• [Problem to solve] Please report every line in the rows below that contains the word "portrait", copying each such line in full.

• [Source data]
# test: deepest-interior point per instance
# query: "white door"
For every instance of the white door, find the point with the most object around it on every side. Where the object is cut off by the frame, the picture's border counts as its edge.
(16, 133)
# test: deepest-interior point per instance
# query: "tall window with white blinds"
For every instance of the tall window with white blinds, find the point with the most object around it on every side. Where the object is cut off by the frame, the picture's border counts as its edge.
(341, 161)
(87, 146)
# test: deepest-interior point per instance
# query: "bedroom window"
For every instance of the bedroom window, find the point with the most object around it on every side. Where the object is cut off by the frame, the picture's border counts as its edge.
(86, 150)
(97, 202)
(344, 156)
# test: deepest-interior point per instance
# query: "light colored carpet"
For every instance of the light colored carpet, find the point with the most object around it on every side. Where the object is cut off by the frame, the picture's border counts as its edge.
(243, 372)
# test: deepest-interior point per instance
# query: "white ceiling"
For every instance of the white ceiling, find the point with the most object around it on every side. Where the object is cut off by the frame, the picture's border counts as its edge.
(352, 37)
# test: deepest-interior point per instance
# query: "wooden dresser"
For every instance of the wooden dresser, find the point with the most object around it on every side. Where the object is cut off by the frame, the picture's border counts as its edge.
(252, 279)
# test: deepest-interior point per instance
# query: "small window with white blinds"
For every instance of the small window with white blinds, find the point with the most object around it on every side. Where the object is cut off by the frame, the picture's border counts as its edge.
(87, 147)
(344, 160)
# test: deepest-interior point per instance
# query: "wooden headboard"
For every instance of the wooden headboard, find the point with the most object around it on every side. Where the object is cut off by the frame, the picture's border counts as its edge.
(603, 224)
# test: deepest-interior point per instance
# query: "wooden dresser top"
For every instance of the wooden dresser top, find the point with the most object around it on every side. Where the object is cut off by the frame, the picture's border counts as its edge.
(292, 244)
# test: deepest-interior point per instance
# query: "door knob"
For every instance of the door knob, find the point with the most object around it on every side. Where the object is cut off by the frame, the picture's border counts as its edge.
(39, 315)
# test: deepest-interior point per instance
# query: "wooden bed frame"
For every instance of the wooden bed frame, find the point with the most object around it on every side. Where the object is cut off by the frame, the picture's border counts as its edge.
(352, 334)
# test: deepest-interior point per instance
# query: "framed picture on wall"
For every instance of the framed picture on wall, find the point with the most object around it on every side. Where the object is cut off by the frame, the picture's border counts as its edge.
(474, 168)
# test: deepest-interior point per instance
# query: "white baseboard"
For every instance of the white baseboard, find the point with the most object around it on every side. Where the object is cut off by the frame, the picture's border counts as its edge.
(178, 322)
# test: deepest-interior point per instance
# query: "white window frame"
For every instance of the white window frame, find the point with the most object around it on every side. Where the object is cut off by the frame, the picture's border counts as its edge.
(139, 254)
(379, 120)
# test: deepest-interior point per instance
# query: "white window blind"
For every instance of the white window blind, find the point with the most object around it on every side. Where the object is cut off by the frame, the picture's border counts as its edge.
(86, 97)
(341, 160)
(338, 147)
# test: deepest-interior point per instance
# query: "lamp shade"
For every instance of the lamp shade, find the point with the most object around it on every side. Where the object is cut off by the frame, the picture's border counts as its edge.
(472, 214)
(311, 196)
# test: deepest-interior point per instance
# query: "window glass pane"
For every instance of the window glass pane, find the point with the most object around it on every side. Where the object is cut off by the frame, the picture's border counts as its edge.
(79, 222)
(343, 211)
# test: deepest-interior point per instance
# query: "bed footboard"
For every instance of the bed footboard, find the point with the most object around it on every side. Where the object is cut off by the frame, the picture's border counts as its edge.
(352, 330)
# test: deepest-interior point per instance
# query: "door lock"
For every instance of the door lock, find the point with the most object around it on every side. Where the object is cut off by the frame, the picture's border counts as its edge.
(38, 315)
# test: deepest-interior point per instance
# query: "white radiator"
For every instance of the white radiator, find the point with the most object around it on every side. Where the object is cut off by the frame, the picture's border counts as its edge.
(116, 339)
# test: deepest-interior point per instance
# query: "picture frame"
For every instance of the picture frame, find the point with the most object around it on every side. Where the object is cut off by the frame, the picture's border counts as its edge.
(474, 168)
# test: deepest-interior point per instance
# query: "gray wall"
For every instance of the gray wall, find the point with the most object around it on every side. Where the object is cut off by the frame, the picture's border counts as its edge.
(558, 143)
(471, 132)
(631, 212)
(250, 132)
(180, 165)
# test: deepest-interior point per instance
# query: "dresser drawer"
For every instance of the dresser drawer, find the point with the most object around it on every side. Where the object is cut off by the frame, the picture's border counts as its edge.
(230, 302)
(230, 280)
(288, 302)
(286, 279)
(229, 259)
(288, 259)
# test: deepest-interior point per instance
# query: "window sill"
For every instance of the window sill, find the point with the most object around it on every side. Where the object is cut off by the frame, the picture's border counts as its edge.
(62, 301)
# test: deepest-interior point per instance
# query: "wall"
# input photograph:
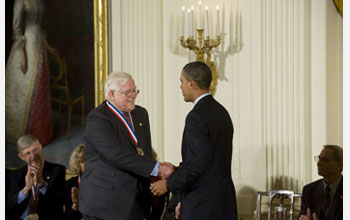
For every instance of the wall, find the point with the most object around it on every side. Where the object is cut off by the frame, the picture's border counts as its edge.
(282, 88)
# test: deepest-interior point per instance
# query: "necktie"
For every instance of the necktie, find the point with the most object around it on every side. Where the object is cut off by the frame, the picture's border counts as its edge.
(326, 201)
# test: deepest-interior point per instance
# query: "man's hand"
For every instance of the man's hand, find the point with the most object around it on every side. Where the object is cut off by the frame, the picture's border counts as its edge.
(36, 170)
(308, 215)
(159, 188)
(165, 170)
(29, 182)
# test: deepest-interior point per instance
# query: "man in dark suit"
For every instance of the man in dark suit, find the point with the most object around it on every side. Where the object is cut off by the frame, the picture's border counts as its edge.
(323, 199)
(37, 189)
(118, 164)
(204, 178)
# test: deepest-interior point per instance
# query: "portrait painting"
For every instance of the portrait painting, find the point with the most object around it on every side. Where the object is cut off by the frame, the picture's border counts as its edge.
(50, 73)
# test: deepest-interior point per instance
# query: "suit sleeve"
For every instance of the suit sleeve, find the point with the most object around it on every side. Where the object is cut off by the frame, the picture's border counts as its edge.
(303, 203)
(197, 150)
(107, 141)
(55, 193)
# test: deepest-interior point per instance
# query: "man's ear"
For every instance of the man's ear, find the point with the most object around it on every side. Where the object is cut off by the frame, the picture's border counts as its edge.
(21, 156)
(110, 94)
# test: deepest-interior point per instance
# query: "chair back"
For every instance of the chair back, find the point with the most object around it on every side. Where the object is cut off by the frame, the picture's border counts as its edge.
(279, 210)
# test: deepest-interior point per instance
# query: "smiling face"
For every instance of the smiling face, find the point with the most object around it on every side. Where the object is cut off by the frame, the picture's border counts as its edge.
(124, 99)
(32, 154)
(186, 88)
(327, 166)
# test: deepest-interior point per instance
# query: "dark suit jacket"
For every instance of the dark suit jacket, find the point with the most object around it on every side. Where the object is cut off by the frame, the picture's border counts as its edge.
(313, 196)
(50, 205)
(69, 212)
(115, 176)
(205, 175)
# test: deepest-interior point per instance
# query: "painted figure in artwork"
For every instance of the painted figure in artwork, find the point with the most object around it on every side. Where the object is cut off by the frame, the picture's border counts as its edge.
(27, 103)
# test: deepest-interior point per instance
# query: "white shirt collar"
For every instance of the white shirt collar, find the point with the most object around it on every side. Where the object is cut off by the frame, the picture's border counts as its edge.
(200, 97)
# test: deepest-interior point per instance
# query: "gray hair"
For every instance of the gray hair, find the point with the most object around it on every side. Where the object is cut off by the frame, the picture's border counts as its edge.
(337, 151)
(77, 157)
(115, 80)
(26, 141)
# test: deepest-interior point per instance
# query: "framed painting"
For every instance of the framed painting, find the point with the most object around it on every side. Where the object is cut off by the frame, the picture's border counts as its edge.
(75, 31)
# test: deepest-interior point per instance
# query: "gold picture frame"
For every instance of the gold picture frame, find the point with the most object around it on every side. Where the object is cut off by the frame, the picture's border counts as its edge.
(100, 48)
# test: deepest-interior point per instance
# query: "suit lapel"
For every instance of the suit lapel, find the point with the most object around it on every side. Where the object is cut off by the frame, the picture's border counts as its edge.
(318, 197)
(337, 200)
(119, 123)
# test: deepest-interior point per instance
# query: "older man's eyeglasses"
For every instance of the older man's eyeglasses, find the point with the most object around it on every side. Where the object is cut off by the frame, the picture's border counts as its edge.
(322, 159)
(130, 92)
(27, 154)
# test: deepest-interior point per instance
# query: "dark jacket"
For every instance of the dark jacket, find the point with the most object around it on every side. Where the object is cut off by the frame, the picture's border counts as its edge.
(50, 205)
(205, 175)
(115, 181)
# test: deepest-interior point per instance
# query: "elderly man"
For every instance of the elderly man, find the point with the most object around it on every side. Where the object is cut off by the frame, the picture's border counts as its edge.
(323, 199)
(37, 189)
(204, 178)
(118, 153)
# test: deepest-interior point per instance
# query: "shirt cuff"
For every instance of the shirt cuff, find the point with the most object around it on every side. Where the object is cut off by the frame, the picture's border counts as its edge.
(43, 189)
(155, 170)
(21, 196)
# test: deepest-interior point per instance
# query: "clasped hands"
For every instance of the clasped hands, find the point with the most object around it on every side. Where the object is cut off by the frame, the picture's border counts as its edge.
(33, 176)
(308, 215)
(160, 187)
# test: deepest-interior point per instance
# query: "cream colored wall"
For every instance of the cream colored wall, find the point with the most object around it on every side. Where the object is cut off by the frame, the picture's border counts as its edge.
(276, 88)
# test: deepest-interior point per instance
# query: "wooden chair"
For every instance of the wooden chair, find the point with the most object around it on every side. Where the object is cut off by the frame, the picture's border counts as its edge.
(61, 93)
(282, 207)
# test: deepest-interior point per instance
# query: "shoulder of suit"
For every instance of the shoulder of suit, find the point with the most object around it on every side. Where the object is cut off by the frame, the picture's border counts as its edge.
(139, 109)
(49, 164)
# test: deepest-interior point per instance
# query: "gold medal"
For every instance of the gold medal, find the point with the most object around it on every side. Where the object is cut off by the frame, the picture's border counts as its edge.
(140, 151)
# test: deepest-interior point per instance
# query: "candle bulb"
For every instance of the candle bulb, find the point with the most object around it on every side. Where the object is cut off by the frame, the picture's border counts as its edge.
(189, 22)
(200, 15)
(207, 21)
(217, 21)
(182, 23)
(237, 26)
(192, 20)
(240, 27)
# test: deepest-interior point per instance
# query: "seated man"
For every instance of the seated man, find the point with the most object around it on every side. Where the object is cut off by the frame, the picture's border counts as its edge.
(323, 199)
(37, 190)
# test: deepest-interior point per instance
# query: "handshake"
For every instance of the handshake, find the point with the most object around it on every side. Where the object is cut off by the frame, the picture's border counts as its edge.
(160, 187)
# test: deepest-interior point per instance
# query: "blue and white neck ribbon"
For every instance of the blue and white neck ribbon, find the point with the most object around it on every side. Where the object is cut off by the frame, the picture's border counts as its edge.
(129, 128)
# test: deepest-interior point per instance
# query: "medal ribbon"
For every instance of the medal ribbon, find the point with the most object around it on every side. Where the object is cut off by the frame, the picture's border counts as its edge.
(125, 122)
(36, 188)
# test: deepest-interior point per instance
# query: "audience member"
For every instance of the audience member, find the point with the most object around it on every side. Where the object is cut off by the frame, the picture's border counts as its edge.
(118, 163)
(76, 166)
(205, 174)
(323, 199)
(172, 210)
(37, 189)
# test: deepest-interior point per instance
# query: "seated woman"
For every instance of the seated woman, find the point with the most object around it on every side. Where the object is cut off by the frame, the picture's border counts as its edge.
(76, 165)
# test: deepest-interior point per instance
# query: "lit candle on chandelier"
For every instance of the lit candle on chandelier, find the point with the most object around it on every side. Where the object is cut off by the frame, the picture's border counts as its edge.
(207, 21)
(182, 23)
(240, 27)
(217, 21)
(199, 21)
(192, 20)
(189, 22)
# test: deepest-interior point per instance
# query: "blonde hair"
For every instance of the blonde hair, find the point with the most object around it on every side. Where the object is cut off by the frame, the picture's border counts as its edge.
(25, 141)
(77, 157)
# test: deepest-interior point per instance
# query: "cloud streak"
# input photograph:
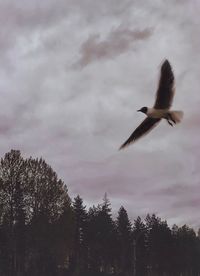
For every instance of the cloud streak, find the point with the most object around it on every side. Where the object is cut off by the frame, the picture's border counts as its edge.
(117, 42)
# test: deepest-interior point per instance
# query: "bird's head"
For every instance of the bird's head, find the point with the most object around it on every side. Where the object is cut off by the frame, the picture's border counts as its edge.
(143, 110)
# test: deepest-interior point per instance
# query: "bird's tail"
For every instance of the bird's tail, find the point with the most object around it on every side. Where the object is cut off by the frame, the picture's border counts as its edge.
(176, 115)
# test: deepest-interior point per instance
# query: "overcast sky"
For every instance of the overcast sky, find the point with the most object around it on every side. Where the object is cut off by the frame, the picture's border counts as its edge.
(72, 75)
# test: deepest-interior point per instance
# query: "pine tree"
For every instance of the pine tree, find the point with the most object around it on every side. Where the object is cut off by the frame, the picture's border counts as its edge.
(80, 242)
(125, 241)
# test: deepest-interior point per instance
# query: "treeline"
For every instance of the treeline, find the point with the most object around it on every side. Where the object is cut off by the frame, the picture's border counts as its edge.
(45, 233)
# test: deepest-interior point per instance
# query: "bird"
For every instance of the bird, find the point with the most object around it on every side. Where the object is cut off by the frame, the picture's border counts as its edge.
(161, 109)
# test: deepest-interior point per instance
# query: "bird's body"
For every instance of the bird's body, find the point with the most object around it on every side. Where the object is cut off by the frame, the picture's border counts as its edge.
(161, 109)
(156, 113)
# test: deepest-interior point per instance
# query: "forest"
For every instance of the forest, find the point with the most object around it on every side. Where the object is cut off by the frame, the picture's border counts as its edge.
(43, 232)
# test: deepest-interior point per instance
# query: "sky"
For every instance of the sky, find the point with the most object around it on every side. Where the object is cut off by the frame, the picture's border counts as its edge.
(72, 75)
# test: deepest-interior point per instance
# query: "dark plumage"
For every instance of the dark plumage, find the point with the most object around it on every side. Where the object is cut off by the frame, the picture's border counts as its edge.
(164, 98)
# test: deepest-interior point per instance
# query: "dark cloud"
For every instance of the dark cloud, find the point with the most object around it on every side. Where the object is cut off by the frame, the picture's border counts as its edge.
(116, 43)
(77, 119)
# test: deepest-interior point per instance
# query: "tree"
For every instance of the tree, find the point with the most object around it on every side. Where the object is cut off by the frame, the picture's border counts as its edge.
(80, 241)
(125, 241)
(139, 247)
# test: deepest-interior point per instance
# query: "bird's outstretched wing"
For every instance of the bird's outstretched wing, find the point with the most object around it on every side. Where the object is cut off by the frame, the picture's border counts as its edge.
(165, 92)
(145, 127)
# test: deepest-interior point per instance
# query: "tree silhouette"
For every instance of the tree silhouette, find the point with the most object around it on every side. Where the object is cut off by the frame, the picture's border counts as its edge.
(43, 232)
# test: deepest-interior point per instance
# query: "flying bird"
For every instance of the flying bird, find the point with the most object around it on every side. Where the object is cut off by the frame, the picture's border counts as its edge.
(161, 109)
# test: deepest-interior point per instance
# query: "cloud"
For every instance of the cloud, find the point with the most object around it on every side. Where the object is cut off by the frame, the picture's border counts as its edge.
(116, 43)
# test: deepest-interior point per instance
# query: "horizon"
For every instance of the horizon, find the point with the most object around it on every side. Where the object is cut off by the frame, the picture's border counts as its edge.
(70, 95)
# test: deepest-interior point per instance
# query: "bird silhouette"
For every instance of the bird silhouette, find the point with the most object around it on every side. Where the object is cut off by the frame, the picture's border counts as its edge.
(161, 109)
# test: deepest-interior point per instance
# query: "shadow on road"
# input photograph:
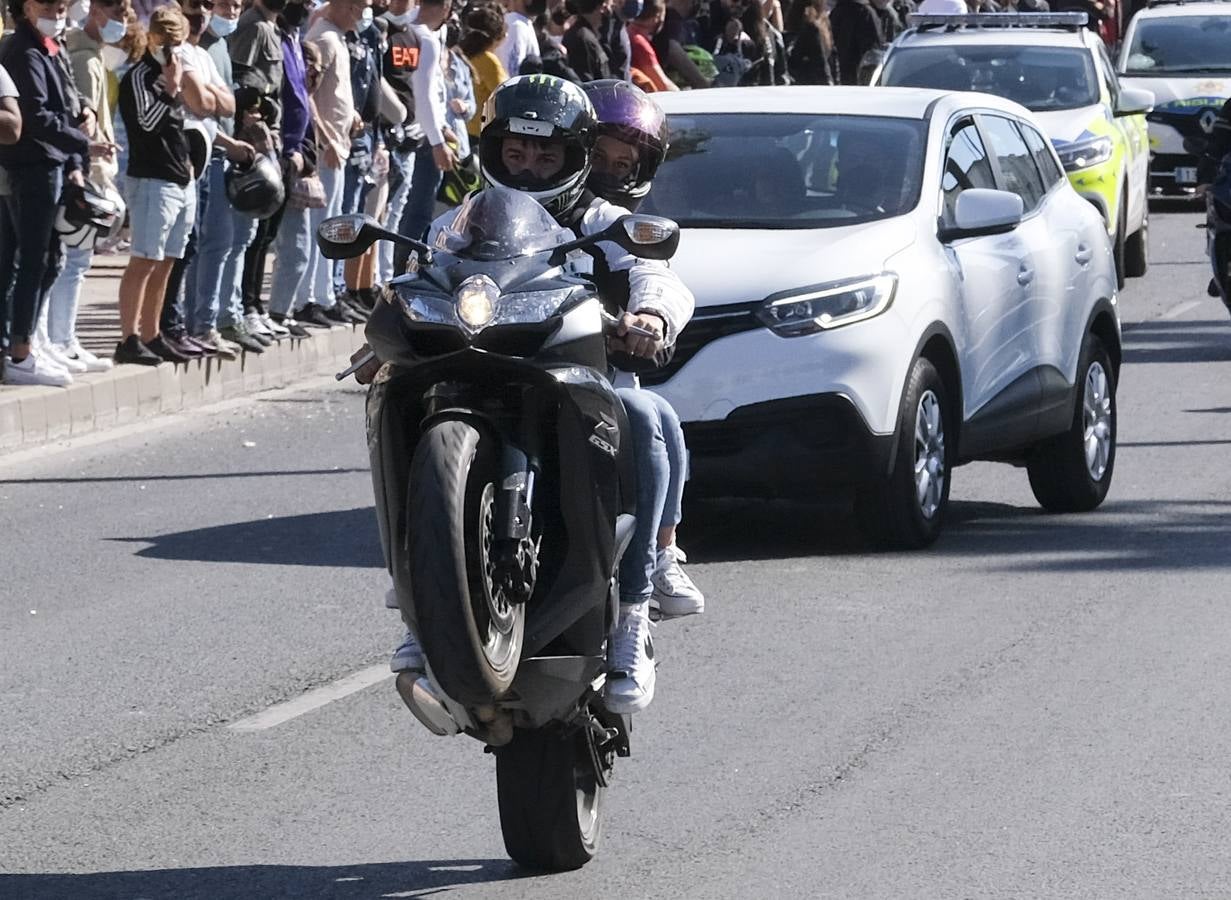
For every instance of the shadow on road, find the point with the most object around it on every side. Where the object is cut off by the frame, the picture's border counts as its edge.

• [The output]
# query: "portrait painting"
For every instance of the portrait painting, find the point with the most object around it on every side. Where the object is cut off by the frame, the picture's border counts as its edge.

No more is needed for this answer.